BEGIN Data excerpts
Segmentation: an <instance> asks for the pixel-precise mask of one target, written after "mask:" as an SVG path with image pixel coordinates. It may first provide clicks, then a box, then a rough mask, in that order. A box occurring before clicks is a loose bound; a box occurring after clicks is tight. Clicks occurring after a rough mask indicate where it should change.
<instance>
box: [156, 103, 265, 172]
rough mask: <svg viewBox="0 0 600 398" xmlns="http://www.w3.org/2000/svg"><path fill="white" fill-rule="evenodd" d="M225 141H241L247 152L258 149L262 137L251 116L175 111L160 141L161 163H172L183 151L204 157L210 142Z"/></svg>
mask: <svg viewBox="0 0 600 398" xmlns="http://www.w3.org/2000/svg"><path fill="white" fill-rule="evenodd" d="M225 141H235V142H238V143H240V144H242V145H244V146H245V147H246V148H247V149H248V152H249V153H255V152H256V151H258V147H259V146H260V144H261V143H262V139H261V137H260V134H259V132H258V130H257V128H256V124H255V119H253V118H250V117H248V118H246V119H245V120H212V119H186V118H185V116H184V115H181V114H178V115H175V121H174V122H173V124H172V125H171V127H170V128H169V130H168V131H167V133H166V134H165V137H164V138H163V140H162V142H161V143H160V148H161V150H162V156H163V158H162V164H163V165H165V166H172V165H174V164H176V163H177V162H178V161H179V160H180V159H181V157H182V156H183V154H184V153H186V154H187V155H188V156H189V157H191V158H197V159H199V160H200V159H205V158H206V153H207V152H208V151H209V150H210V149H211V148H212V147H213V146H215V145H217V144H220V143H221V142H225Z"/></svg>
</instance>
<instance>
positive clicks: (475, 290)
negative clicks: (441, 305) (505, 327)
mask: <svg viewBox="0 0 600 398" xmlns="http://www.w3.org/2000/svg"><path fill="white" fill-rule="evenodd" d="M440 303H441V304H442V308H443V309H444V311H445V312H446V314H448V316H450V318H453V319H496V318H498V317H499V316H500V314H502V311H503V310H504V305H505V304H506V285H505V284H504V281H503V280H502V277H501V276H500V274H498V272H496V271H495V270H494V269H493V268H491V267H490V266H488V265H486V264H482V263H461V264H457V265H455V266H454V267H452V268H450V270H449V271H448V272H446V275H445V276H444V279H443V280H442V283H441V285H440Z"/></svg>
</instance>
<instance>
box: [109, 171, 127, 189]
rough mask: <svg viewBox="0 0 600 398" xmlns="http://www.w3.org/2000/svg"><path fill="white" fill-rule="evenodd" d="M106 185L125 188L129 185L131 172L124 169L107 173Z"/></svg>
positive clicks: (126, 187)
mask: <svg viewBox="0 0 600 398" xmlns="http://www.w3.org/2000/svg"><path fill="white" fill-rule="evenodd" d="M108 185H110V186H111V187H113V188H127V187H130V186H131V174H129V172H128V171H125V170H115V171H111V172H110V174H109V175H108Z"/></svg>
END Data excerpts
- Task brief -
Each record above must be given again exactly.

- Exercise output -
Segmentation: an <instance> asks for the pixel-precise mask of one target, written after "mask:" as an SVG path with image pixel coordinates. It may first provide clicks, then a box, then a rough mask, in that order. A box occurring before clicks is a loose bound; a box occurring after clicks is tight. Clicks occurring after a rough mask indicate where it should change.
<instance>
box: [156, 103, 265, 172]
rough mask: <svg viewBox="0 0 600 398" xmlns="http://www.w3.org/2000/svg"><path fill="white" fill-rule="evenodd" d="M225 141H241L247 152L258 149L262 137L251 116L175 111L160 141L161 163H172L183 151L204 157L210 142Z"/></svg>
mask: <svg viewBox="0 0 600 398" xmlns="http://www.w3.org/2000/svg"><path fill="white" fill-rule="evenodd" d="M225 141H235V142H238V143H240V144H242V145H244V146H245V147H246V148H247V149H248V152H249V153H255V152H256V151H258V147H259V146H260V144H261V143H262V139H261V137H260V134H259V132H258V130H257V128H256V124H255V119H253V118H250V117H248V118H246V119H245V120H212V119H186V118H185V116H184V115H181V114H178V115H175V121H174V122H173V124H172V125H171V127H170V128H169V130H168V131H167V133H166V134H165V137H164V138H163V140H162V142H161V143H160V148H161V150H162V156H163V158H162V164H163V165H165V166H172V165H174V164H176V163H177V162H178V161H179V160H180V159H181V157H182V156H183V154H184V153H186V154H187V155H188V156H189V157H191V158H197V159H199V160H200V159H205V158H206V153H207V152H208V151H209V150H210V149H211V148H212V147H213V146H215V145H217V144H220V143H221V142H225Z"/></svg>
</instance>
<instance>
positive clicks: (475, 290)
negative clicks: (441, 305) (505, 327)
mask: <svg viewBox="0 0 600 398" xmlns="http://www.w3.org/2000/svg"><path fill="white" fill-rule="evenodd" d="M440 303H441V304H442V308H443V309H444V311H445V312H446V314H448V316H450V318H453V319H496V318H498V317H499V316H500V314H502V311H503V310H504V305H505V304H506V285H505V284H504V281H503V280H502V277H501V276H500V274H498V272H496V271H495V270H494V269H493V268H491V267H490V266H488V265H486V264H482V263H461V264H457V265H455V266H454V267H452V268H450V270H449V271H448V272H446V275H445V276H444V279H443V280H442V283H441V285H440Z"/></svg>
</instance>
<instance>
box: [109, 171, 127, 189]
rough mask: <svg viewBox="0 0 600 398" xmlns="http://www.w3.org/2000/svg"><path fill="white" fill-rule="evenodd" d="M106 185L125 188L129 185L131 172L124 169L107 173Z"/></svg>
positive clicks: (126, 187)
mask: <svg viewBox="0 0 600 398" xmlns="http://www.w3.org/2000/svg"><path fill="white" fill-rule="evenodd" d="M108 185H110V186H111V187H113V188H127V187H130V186H131V174H129V172H128V171H125V170H115V171H111V172H110V174H109V175H108Z"/></svg>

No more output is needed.